[Bounding box annotation entries]
════════════════════
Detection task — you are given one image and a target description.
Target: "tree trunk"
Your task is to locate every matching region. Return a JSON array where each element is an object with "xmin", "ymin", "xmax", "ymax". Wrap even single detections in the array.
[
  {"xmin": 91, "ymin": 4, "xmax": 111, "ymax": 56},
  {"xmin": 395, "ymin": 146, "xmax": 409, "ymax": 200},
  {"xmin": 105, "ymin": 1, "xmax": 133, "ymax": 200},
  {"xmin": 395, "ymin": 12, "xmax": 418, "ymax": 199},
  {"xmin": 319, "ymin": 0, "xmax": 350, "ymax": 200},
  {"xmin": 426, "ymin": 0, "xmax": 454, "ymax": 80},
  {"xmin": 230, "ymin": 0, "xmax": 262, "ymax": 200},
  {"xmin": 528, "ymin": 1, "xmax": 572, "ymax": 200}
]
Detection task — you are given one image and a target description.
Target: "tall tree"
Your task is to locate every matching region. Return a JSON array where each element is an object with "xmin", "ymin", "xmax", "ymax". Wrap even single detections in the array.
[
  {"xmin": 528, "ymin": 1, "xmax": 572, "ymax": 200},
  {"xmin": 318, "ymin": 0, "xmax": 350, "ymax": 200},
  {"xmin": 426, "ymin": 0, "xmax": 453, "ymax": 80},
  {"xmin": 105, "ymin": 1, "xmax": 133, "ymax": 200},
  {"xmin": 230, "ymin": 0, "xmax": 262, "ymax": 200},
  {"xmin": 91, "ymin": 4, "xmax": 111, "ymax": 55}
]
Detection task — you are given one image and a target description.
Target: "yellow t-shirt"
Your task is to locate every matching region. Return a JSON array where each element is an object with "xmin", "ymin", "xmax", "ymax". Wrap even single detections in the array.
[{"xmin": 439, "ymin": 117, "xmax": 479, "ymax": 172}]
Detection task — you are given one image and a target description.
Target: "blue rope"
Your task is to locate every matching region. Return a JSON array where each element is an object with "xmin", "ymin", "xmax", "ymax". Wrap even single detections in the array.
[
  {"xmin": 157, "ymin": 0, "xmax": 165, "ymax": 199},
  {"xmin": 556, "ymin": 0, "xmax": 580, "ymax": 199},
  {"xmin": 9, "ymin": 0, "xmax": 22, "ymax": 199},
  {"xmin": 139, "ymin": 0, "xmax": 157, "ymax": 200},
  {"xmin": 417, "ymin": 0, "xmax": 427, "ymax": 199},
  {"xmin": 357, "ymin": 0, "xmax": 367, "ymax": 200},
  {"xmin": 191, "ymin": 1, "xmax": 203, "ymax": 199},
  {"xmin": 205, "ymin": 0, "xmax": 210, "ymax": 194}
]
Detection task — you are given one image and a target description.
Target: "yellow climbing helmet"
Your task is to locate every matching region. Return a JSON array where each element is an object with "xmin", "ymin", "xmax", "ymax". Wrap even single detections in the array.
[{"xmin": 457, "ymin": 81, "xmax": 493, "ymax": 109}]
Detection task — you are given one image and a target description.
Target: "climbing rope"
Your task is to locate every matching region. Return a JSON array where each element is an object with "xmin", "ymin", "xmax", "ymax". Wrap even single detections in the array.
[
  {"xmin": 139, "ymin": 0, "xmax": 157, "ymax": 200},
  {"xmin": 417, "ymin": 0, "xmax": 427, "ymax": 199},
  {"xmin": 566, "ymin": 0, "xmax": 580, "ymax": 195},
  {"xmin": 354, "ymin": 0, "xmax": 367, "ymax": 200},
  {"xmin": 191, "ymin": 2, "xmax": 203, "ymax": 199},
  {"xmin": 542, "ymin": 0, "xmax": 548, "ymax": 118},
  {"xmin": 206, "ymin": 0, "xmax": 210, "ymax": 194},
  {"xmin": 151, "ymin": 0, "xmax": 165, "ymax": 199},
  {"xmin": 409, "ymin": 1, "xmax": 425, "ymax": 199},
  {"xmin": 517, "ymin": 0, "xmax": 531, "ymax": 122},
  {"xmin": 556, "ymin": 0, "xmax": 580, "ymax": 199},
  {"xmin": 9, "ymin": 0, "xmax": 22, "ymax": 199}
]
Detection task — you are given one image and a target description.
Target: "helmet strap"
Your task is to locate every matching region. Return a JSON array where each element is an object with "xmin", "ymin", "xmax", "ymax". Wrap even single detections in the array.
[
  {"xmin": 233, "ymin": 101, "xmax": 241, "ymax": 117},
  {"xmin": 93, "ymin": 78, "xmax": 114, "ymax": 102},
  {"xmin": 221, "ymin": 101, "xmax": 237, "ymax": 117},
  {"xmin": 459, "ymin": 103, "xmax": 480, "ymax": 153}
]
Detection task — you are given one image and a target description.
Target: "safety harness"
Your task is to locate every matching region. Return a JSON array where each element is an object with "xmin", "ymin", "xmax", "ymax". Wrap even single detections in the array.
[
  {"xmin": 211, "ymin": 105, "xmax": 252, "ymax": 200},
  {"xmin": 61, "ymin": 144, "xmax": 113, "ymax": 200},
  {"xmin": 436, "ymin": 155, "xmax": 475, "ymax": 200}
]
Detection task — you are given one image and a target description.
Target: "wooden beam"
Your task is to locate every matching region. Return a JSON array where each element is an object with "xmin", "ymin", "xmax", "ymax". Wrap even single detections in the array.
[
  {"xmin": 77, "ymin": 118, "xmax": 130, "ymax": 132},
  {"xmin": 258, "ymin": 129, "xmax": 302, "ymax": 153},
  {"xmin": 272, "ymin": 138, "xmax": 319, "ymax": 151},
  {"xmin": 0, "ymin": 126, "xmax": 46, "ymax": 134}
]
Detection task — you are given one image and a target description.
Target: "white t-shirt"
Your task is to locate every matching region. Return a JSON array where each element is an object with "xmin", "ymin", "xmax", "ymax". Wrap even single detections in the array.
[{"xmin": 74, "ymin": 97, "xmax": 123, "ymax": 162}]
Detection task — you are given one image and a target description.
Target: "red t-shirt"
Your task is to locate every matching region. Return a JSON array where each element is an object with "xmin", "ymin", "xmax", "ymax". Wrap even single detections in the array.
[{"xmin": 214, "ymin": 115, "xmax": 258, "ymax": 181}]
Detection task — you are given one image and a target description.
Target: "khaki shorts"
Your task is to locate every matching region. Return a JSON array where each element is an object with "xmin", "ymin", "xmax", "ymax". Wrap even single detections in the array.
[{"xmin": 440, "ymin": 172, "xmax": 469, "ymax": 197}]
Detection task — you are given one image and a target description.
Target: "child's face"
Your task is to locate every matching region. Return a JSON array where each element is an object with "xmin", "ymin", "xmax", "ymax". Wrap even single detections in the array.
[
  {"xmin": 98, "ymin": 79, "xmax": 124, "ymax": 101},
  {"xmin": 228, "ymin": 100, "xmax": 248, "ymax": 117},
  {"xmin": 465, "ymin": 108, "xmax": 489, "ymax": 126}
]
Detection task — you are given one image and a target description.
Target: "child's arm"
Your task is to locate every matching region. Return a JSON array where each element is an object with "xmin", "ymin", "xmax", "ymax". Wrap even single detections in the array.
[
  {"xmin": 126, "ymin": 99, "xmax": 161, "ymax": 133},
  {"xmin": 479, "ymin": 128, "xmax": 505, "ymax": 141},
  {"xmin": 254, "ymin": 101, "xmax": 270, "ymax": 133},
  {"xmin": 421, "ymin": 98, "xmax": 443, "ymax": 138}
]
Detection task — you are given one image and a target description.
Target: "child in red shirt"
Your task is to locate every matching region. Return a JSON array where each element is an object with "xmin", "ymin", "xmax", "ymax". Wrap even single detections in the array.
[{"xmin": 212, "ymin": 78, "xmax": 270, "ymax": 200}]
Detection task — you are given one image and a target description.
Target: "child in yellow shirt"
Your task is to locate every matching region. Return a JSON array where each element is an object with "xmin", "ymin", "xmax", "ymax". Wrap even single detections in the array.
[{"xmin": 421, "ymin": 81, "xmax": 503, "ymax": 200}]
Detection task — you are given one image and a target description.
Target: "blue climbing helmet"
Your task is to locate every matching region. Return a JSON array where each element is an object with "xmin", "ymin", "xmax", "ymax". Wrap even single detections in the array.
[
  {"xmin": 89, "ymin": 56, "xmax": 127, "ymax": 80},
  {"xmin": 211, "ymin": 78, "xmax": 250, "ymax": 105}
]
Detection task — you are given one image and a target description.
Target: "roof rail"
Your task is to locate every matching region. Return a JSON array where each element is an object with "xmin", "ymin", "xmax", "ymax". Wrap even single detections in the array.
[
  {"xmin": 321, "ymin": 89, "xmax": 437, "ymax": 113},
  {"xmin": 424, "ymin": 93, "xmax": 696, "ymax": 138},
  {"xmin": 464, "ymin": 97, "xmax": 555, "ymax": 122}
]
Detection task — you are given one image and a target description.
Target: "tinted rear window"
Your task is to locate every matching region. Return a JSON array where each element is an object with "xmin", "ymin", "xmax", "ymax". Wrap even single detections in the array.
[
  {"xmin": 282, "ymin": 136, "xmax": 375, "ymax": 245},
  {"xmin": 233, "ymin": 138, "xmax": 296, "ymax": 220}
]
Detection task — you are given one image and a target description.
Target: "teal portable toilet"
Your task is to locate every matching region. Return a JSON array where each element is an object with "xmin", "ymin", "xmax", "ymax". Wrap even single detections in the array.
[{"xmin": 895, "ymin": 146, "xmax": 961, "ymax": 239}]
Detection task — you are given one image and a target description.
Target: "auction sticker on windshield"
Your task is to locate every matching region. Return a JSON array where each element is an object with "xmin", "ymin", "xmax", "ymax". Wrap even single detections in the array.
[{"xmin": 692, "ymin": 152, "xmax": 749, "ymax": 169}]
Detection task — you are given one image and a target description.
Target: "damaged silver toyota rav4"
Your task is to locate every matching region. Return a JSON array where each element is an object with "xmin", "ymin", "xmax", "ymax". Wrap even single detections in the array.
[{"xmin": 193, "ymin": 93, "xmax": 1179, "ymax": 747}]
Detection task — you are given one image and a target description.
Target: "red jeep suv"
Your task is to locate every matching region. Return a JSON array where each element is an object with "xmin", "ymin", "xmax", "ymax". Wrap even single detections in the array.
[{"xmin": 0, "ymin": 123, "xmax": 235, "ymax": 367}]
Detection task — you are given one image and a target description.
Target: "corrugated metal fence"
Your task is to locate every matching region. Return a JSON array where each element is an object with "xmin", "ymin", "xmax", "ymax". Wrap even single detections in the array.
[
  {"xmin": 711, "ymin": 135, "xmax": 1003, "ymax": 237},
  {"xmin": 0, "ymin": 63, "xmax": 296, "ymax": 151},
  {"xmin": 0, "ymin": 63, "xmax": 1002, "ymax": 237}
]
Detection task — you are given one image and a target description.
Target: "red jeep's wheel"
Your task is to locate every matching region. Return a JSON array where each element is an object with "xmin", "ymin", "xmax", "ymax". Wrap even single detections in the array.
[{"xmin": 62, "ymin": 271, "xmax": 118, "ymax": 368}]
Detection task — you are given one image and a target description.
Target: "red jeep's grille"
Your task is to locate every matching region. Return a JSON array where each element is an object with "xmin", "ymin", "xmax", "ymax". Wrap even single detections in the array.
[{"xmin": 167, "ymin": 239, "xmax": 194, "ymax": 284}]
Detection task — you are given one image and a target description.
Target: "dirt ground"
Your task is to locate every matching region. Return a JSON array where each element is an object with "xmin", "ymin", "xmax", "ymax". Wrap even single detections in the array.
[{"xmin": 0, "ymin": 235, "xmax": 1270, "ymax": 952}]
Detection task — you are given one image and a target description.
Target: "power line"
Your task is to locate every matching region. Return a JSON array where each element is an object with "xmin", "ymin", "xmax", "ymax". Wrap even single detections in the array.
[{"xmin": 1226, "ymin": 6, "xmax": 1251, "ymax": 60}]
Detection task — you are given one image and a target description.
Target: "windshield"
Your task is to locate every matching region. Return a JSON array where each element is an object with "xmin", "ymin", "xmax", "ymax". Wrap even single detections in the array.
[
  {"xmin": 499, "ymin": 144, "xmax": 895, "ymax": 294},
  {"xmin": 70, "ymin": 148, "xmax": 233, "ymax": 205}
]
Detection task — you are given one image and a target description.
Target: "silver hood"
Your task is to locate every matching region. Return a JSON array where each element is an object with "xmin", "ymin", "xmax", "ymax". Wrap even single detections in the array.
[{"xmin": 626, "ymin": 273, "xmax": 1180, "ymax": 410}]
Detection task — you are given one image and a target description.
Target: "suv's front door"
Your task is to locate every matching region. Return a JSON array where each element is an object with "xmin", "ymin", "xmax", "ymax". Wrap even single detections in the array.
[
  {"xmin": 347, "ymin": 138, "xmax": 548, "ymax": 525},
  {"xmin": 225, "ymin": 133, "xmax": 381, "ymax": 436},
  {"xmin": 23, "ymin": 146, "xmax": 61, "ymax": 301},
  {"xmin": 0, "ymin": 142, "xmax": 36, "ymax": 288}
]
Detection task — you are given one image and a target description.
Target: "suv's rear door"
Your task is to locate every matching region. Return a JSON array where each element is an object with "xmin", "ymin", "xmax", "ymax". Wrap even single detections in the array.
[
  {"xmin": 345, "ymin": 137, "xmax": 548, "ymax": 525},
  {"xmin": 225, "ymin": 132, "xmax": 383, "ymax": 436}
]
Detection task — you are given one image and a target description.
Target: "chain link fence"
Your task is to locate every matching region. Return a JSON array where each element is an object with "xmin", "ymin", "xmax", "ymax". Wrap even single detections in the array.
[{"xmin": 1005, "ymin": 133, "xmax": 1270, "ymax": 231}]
════════════════════
TASK TO COMPLETE =>
Pull out every line of the items that includes the word "yellow" and list those lines unchanged.

EXPECTED ANSWER =>
Target: "yellow t-shirt"
Target: "yellow climbing helmet"
Target: "child in yellow shirt"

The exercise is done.